■ **Excerpted records**:
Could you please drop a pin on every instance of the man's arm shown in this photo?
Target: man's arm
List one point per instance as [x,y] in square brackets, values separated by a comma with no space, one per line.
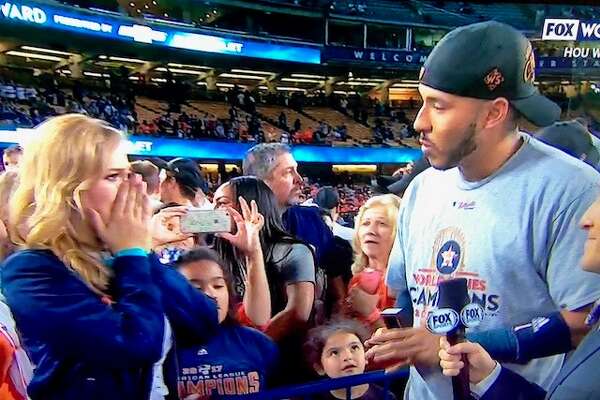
[575,320]
[296,313]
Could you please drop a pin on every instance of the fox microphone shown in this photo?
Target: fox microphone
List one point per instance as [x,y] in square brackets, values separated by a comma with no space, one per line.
[455,313]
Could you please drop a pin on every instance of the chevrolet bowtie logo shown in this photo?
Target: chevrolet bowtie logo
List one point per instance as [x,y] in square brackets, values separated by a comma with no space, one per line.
[142,33]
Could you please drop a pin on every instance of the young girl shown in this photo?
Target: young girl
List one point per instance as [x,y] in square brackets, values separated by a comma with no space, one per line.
[335,350]
[94,309]
[238,360]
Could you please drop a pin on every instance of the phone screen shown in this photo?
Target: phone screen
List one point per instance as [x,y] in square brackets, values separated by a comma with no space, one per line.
[392,317]
[206,221]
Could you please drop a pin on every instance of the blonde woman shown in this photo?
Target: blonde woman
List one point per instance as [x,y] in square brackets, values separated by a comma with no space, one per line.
[375,231]
[8,184]
[94,309]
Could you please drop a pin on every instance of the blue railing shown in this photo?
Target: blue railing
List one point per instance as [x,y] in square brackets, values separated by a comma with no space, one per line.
[307,390]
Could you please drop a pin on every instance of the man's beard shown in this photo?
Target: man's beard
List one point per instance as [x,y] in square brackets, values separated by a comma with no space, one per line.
[466,146]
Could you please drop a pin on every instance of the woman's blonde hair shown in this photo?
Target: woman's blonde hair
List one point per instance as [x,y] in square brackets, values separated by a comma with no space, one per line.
[68,153]
[8,183]
[391,204]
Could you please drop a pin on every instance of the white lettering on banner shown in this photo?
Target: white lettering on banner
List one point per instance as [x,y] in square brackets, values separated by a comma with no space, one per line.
[386,57]
[142,33]
[212,44]
[23,13]
[83,24]
[560,29]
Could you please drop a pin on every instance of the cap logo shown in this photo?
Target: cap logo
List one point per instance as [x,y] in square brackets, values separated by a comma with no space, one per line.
[529,73]
[493,79]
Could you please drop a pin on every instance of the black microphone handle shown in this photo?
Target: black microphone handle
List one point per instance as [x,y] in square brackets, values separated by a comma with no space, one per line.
[460,384]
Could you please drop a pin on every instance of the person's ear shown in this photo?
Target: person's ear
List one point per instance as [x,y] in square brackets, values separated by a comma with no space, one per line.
[498,111]
[319,369]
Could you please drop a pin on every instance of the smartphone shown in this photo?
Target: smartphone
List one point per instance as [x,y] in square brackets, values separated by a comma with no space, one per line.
[392,317]
[206,221]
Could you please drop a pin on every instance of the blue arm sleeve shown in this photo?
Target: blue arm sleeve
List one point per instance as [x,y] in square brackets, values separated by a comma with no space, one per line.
[511,385]
[404,302]
[542,337]
[52,306]
[192,314]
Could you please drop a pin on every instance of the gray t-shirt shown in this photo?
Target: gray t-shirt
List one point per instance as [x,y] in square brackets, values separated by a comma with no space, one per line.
[513,235]
[291,263]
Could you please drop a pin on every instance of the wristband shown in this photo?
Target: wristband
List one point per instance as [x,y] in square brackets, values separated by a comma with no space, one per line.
[373,317]
[132,251]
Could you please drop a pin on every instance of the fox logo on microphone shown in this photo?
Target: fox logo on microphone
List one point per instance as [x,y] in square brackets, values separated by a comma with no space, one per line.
[442,320]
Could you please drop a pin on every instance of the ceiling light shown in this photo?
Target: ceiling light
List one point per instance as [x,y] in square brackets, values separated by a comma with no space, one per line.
[291,89]
[33,55]
[188,66]
[240,76]
[179,71]
[95,74]
[49,51]
[247,71]
[308,76]
[123,59]
[300,80]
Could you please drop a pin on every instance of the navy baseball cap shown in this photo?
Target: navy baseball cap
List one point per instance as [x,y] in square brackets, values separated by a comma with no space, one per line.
[485,61]
[186,172]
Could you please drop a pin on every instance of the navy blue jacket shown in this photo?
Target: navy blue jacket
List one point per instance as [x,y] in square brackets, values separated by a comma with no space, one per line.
[85,348]
[306,224]
[577,379]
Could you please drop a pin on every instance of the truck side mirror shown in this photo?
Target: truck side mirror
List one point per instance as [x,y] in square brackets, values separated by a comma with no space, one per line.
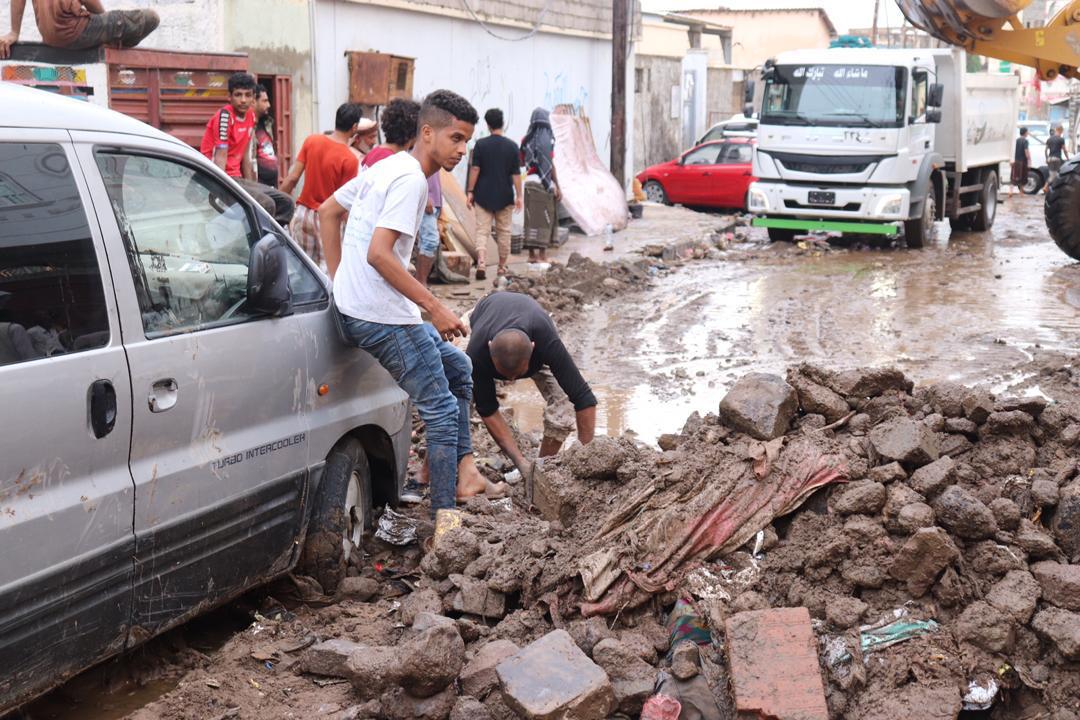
[268,290]
[936,95]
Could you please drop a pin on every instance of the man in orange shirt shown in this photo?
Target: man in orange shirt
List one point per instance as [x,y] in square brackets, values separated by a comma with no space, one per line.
[80,25]
[326,163]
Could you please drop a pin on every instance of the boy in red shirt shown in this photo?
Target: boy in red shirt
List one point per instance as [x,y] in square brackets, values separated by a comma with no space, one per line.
[326,163]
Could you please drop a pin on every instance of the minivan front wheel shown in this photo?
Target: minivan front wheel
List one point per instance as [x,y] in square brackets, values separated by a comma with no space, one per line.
[340,513]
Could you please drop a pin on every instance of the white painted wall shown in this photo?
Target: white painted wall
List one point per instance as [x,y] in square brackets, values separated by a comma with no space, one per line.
[458,54]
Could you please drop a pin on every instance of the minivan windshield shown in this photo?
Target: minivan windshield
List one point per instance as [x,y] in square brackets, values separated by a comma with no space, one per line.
[837,95]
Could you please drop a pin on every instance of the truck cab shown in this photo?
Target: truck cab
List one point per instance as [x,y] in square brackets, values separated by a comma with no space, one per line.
[872,141]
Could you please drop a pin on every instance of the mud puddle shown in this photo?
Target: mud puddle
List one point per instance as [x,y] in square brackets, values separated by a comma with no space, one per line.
[973,308]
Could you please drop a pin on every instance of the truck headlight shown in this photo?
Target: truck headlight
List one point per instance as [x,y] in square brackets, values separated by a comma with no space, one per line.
[757,202]
[890,205]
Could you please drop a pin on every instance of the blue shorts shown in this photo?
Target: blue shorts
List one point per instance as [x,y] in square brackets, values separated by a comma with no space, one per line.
[429,233]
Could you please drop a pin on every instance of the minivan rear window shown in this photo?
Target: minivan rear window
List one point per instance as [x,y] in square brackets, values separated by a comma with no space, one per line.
[52,301]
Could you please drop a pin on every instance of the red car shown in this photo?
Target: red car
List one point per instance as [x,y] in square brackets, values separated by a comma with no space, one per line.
[714,174]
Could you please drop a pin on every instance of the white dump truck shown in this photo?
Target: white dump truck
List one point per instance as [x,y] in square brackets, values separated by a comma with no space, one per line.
[880,141]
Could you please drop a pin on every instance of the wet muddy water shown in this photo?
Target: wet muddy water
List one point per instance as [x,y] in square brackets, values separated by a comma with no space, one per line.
[972,308]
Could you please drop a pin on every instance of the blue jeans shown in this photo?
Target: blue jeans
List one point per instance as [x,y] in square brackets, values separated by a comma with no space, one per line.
[429,233]
[437,378]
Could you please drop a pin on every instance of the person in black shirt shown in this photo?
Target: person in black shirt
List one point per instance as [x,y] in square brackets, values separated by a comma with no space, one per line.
[494,191]
[1022,160]
[512,337]
[1055,146]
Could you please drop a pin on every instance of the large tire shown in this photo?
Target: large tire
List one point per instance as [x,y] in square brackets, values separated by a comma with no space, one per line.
[983,218]
[655,192]
[340,513]
[919,231]
[1063,209]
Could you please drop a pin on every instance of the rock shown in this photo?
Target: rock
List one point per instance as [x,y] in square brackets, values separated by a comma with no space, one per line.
[844,612]
[686,660]
[328,657]
[474,598]
[359,588]
[905,440]
[984,626]
[760,405]
[426,665]
[633,680]
[478,677]
[470,708]
[1013,422]
[818,399]
[977,405]
[886,474]
[931,479]
[1061,627]
[861,498]
[964,515]
[915,516]
[1035,541]
[921,559]
[551,679]
[1007,514]
[1060,584]
[1015,595]
[869,382]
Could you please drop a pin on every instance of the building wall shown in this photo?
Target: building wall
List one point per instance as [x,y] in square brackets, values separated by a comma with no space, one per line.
[459,54]
[758,35]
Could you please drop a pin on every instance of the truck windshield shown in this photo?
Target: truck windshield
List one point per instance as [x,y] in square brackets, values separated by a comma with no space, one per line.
[840,95]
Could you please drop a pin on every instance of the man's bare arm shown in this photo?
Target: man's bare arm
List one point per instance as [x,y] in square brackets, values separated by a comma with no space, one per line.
[17,8]
[331,215]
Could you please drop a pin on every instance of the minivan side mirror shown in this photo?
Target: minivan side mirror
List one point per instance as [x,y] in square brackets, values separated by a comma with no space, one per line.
[935,95]
[268,290]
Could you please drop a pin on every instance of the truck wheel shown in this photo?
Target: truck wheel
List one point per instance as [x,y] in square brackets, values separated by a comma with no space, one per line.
[920,231]
[983,218]
[1063,209]
[781,235]
[340,512]
[655,192]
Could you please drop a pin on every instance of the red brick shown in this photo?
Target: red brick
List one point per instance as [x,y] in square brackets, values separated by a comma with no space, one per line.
[773,661]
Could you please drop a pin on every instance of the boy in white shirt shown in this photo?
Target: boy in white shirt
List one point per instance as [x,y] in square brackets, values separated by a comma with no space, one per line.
[380,301]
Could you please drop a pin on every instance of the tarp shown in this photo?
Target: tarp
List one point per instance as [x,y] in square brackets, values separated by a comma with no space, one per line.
[591,194]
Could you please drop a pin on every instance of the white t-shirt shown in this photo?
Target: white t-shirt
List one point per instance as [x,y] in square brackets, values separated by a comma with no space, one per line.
[390,194]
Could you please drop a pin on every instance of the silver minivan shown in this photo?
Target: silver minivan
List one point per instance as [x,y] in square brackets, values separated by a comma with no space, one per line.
[179,420]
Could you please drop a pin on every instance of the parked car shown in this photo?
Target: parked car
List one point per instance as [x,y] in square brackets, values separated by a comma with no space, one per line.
[716,174]
[737,126]
[181,419]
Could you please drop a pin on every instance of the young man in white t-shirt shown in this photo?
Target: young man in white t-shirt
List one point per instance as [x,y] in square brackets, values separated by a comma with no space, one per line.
[380,301]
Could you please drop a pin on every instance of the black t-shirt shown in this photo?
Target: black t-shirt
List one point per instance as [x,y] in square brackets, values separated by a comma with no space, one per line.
[1021,154]
[497,159]
[1054,146]
[501,311]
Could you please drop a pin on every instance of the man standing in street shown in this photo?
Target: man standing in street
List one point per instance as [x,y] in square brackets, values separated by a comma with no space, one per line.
[80,25]
[326,163]
[1055,147]
[494,191]
[228,141]
[512,337]
[380,301]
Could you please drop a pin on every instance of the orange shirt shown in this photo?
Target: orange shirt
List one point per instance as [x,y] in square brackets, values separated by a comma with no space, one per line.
[61,22]
[327,165]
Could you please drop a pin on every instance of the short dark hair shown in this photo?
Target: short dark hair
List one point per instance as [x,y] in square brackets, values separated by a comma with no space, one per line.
[494,119]
[349,114]
[241,81]
[443,107]
[400,120]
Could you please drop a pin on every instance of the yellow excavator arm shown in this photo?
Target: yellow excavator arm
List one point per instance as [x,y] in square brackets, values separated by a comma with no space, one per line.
[994,28]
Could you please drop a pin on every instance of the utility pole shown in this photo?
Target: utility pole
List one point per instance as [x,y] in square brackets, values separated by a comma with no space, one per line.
[620,48]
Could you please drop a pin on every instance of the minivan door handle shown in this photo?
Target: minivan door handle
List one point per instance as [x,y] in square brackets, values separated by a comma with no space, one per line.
[163,395]
[103,408]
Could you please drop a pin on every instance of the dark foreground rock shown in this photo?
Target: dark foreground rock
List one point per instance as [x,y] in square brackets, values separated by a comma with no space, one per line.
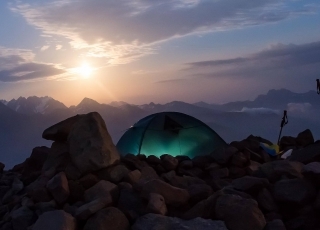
[81,183]
[156,222]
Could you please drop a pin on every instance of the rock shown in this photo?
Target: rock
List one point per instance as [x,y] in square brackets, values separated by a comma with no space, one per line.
[43,207]
[239,213]
[61,130]
[239,159]
[86,210]
[186,164]
[294,191]
[173,196]
[157,222]
[58,157]
[88,180]
[90,145]
[156,204]
[199,192]
[169,162]
[253,167]
[22,218]
[306,155]
[76,191]
[55,220]
[35,162]
[275,225]
[101,190]
[133,162]
[219,173]
[72,172]
[110,218]
[202,161]
[266,201]
[131,204]
[305,138]
[222,156]
[16,187]
[133,177]
[249,184]
[153,160]
[181,182]
[274,170]
[114,174]
[59,188]
[147,174]
[236,172]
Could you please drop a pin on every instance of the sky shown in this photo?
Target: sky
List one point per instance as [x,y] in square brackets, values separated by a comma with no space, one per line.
[142,51]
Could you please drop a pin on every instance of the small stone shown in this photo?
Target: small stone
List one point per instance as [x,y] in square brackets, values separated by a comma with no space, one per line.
[55,220]
[109,218]
[59,188]
[156,204]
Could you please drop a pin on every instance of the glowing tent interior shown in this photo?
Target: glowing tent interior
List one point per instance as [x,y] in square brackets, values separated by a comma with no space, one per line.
[170,133]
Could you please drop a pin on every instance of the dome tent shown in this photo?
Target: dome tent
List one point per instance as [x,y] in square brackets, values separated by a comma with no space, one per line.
[170,133]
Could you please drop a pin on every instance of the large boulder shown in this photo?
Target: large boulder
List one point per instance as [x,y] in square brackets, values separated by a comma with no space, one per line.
[110,218]
[61,130]
[90,145]
[156,204]
[173,196]
[157,222]
[22,218]
[55,220]
[239,213]
[306,155]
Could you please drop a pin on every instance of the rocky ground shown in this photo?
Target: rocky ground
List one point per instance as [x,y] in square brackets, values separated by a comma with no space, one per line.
[81,182]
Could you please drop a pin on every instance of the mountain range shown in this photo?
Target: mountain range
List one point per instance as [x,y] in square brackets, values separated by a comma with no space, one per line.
[22,120]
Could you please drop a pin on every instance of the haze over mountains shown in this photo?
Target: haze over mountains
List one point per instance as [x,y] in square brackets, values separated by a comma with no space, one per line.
[23,120]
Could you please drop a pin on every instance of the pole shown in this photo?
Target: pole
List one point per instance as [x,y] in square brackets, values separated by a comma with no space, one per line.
[284,121]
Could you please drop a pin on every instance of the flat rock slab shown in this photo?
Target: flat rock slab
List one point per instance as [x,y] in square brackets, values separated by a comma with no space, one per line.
[55,220]
[159,222]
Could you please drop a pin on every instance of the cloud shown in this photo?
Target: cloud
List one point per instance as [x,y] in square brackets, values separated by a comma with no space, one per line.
[261,110]
[18,65]
[122,30]
[279,63]
[299,107]
[43,48]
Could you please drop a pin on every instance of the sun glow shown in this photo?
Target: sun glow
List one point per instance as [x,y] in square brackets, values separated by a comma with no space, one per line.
[85,70]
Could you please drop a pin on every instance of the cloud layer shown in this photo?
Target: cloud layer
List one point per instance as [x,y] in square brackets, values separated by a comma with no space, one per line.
[279,63]
[18,65]
[122,30]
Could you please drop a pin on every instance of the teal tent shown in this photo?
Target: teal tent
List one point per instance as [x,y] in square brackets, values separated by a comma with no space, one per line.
[170,133]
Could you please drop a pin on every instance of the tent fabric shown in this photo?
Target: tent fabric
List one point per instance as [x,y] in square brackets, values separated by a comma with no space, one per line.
[170,133]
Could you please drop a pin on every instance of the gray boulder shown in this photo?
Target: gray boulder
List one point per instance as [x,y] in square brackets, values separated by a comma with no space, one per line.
[156,204]
[61,130]
[173,196]
[159,222]
[90,145]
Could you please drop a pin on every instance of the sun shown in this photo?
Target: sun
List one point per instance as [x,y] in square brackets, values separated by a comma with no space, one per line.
[85,70]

■ **What you should do**:
Output an exact copy of the lines beginning at the one that holds "glow shown in this photo?" and running through the final line of the records.

■ **Answer to this exercise**:
Could you please drop a pin on every instance of the sun glow shown in this photo?
Target: sun glow
List one point per instance as [x,y] in square brackets, values separated by a comma with no space, one per line.
[85,70]
Could you please drop a pin on every instance of the cloud layer shown in this photo?
Target: cloud layer
List one point per instance as [x,y] in square brackets, values separated by a comma with no space, one per line.
[279,63]
[18,65]
[122,30]
Could you please drop a pin on every instance of the teal tent shown in this photo?
Target: teal tent
List one point per instance as [x,y] in square brackets, values separated by a comma with no space, one per line.
[170,133]
Could you please drop a pin on every instance of the tent fabric shown in this photo?
Target: tent fabric
List one point per instance as [x,y] in square brackets, values separated by a comma with no space, one per line.
[170,133]
Could you please drop a pin on every instance of the gray boulder shown in this photo?
Target: gray boulder
List one point per instance as [x,y] in square brackets, values separated by a comma with no space, one per line.
[156,204]
[61,130]
[173,196]
[159,222]
[90,145]
Could you please drop a pin on every instance of the sun shown in this photo?
Target: sun
List one point per instance as [x,y] in square brackets, values separated by a comma with no space, one per line.
[85,70]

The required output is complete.